→ TASK DIRECTIONS:
Please rewrite the rows, starting with the line that contains "[region] side mirror" and going on through the end of the rows, with every coordinate in the traced outlines raised by 110. Keep all other lines unchanged.

→ EXERCISE DATA:
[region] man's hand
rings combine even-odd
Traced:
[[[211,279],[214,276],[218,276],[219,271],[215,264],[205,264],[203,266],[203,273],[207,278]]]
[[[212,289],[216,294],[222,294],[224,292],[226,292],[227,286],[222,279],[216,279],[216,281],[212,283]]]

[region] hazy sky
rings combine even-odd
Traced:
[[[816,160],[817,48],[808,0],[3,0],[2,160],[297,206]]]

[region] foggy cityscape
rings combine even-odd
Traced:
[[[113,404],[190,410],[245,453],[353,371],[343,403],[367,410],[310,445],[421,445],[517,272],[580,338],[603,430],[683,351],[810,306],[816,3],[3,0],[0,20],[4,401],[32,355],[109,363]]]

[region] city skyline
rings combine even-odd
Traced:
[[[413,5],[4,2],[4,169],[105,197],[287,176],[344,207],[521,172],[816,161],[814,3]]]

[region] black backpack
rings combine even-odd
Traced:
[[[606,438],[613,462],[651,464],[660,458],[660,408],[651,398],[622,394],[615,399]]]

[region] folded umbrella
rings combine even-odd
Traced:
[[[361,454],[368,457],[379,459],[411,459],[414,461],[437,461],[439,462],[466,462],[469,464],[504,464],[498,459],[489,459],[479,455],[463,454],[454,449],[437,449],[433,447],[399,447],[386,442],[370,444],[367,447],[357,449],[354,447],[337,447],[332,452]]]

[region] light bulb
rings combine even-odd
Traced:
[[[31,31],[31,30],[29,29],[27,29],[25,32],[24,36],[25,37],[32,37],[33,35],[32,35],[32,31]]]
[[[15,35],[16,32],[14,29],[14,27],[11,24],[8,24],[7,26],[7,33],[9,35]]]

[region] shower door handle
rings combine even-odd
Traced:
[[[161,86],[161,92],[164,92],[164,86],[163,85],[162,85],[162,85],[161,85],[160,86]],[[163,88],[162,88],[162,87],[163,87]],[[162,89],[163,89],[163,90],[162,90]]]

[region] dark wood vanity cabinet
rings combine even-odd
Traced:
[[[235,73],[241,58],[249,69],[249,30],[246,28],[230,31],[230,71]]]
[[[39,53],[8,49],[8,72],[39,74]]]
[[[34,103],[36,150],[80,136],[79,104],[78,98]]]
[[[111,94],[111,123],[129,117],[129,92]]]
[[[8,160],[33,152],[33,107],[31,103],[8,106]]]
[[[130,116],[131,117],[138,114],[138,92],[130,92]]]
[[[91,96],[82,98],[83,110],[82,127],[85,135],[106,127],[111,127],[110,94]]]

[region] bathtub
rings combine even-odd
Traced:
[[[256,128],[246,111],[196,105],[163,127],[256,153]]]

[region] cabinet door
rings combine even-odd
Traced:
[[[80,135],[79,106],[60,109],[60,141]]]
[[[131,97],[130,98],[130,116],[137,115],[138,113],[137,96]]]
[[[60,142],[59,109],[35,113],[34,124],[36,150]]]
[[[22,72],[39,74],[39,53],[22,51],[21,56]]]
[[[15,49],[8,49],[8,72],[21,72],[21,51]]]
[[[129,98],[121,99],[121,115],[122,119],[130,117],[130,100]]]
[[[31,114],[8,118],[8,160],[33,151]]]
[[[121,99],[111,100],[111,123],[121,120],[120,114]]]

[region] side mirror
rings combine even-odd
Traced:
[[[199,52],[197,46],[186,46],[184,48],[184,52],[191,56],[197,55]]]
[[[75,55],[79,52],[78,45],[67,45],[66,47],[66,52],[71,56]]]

→ EXPECTED ANSWER:
[region] side mirror
rings combine even-odd
Traced:
[[[309,162],[307,156],[296,156],[294,158],[294,162],[301,166],[307,165]]]
[[[185,165],[189,162],[188,155],[177,155],[176,157],[176,162],[181,166]]]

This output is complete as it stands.